Task details:
In the text on war movies, what must a good musical have?

Extract to read:
"""
War is a conflicting film genre, and is the hardest to get right. To make a good comedy, you have to make the audience laugh. To make a good musical, you have to have good songs.
To make a good war movie, you have to tell an engaging story with an interesting conflict, while still being respectful and not diminishing the true horrors of war.
Perhaps this is why the list of great war movies is smaller than the list of great sci-fi, fantasy, or action movies. However, this makes the truly great war movies stand out that much more when they are released.
On paper, it doesn’t seem hard to make an exciting and realistic war film. You just think of a good story, with dynamic characters, and the “war” aspect of “war film” will go from there. However, there are many pitfalls filmmakers can stumble into.
The major one is that directors think that by making their war film extremely violent, it automatically makes their film antiwar. This isn’t a poor choice by default. It’s better for a war film to show war as very violent than try to sanitize it or tone it down.
However, to make a true antiwar film you have to put in more effort beyond blood and gore in showing how bad war is. And if you ARE going to use violence as a clutch, you’d better make it realistic and nauseating, otherwise what’s the point.
"""
(Records in a dataset)
"""
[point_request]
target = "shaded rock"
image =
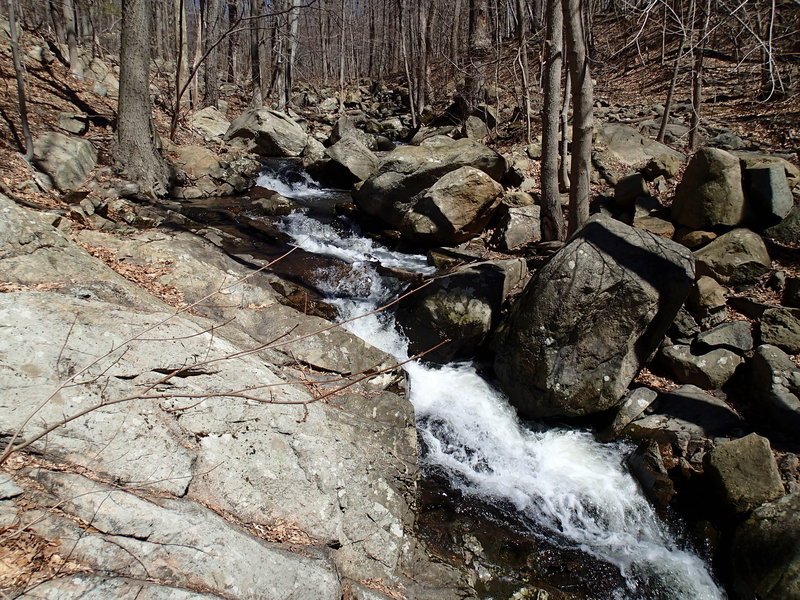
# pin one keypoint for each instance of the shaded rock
(781, 327)
(197, 161)
(210, 122)
(462, 306)
(408, 170)
(629, 189)
(518, 226)
(739, 256)
(66, 160)
(454, 209)
(710, 193)
(744, 473)
(769, 198)
(633, 405)
(648, 468)
(776, 381)
(766, 552)
(687, 412)
(355, 157)
(268, 132)
(736, 336)
(584, 326)
(709, 370)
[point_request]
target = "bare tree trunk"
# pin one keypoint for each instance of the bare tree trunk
(563, 169)
(697, 81)
(211, 14)
(23, 107)
(522, 37)
(581, 156)
(551, 215)
(480, 44)
(256, 39)
(75, 65)
(136, 151)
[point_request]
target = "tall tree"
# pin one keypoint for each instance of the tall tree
(582, 121)
(137, 149)
(551, 215)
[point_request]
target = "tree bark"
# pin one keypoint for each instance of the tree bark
(75, 65)
(551, 216)
(23, 107)
(136, 150)
(581, 156)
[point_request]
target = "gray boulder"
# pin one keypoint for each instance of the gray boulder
(592, 316)
(710, 193)
(769, 198)
(408, 170)
(781, 327)
(210, 122)
(268, 132)
(519, 225)
(739, 256)
(454, 209)
(709, 370)
(766, 551)
(355, 157)
(776, 382)
(462, 306)
(67, 160)
(686, 413)
(736, 336)
(744, 473)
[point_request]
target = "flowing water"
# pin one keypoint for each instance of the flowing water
(558, 481)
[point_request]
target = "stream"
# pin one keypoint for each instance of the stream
(552, 482)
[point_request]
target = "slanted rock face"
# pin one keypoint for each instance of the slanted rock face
(454, 209)
(67, 160)
(736, 257)
(462, 306)
(710, 193)
(766, 555)
(744, 473)
(583, 327)
(269, 133)
(408, 170)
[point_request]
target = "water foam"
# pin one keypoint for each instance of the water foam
(559, 481)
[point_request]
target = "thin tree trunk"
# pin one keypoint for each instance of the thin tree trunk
(136, 149)
(563, 170)
(23, 108)
(551, 215)
(697, 81)
(581, 155)
(75, 65)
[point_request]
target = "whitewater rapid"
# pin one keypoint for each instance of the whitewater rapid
(559, 481)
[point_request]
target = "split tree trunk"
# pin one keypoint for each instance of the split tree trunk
(551, 216)
(581, 155)
(136, 151)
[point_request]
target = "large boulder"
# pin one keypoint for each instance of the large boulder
(710, 193)
(776, 383)
(408, 170)
(592, 316)
(358, 160)
(454, 209)
(462, 306)
(269, 133)
(210, 122)
(739, 256)
(766, 552)
(744, 473)
(66, 160)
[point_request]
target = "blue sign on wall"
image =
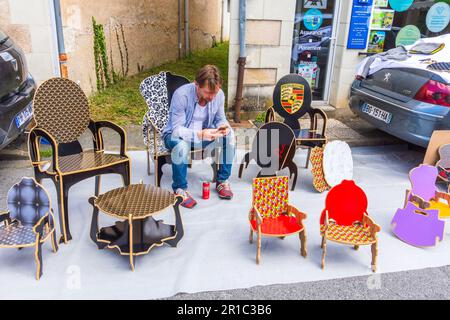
"""
Response to this exercise:
Good songs.